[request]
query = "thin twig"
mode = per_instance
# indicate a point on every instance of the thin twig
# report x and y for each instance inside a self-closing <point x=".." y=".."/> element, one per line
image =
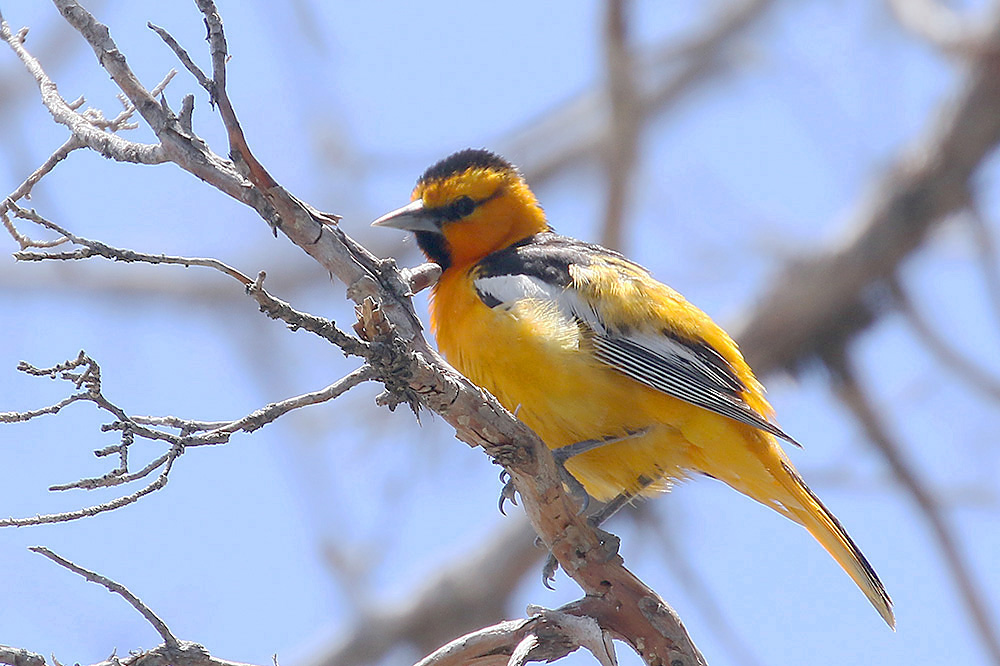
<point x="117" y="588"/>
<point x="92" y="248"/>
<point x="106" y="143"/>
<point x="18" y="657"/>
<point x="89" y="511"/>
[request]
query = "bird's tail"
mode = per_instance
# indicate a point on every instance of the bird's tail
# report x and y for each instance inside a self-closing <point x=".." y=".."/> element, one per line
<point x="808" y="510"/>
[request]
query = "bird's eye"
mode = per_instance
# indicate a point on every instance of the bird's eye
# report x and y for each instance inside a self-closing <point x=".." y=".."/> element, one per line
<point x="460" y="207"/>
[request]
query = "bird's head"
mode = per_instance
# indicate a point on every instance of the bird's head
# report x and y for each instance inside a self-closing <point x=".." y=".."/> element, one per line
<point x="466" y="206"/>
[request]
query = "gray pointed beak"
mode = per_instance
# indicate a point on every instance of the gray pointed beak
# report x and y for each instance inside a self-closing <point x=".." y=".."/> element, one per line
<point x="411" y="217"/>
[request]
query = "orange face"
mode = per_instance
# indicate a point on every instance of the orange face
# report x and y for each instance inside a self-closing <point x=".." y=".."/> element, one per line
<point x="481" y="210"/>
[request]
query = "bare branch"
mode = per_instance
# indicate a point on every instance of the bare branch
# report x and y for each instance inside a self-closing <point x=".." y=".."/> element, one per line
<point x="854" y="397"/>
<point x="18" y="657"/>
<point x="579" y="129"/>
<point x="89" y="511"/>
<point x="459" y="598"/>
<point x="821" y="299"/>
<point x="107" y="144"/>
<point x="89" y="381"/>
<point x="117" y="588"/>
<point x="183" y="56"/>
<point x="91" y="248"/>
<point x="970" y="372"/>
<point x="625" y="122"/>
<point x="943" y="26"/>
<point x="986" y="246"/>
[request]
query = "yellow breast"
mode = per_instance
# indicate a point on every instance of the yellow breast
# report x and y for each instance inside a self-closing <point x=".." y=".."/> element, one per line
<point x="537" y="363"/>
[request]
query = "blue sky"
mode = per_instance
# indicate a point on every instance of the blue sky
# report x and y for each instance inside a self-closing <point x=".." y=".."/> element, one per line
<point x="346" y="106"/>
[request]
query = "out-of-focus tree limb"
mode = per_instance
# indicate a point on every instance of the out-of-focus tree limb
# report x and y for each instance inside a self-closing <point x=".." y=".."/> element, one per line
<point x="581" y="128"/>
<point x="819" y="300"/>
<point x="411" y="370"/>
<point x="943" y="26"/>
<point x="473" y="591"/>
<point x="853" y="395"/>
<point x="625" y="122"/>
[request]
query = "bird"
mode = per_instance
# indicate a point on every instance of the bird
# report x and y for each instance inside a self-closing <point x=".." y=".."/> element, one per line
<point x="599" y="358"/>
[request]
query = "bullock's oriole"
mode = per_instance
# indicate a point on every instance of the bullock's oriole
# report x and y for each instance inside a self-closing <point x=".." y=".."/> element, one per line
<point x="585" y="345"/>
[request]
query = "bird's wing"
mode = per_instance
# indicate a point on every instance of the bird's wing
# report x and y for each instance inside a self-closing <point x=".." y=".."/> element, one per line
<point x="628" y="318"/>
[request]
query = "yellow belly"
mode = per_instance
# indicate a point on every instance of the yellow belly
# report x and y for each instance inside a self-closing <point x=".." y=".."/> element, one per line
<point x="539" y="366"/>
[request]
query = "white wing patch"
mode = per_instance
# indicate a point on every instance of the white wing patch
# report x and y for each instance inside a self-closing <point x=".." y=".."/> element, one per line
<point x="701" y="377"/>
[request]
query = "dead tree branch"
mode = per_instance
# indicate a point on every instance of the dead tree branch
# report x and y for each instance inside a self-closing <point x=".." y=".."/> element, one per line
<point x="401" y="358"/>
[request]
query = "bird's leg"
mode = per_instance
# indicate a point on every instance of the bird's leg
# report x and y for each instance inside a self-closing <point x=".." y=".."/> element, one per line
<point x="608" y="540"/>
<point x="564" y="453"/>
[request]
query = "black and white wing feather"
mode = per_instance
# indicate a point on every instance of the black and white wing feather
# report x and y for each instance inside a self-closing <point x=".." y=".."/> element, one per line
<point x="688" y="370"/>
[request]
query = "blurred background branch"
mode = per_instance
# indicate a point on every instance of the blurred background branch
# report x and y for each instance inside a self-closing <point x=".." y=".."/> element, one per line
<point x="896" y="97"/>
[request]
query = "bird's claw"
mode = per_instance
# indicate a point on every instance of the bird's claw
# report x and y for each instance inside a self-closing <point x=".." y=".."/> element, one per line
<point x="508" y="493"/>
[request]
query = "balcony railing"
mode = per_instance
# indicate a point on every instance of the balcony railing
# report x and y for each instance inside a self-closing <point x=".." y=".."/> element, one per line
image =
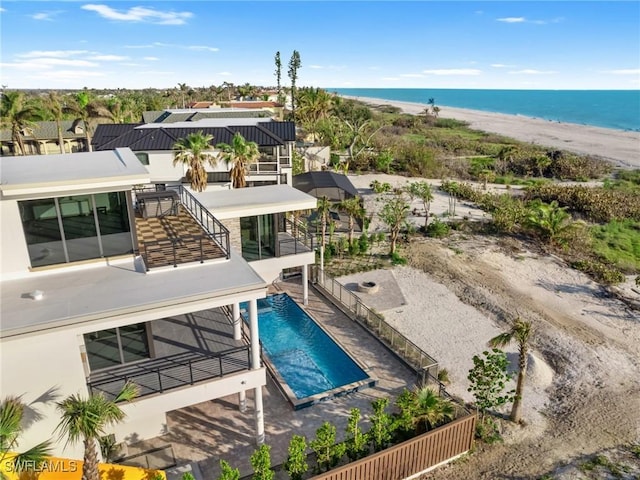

GIVEN PROBLEM:
Please pull out every line above that contains the string "gray", matching case exactly, and copy each one out as it stands.

TASK ANSWER:
query = "gray pointed beak"
# indicate a point on every instance of the gray pointed beak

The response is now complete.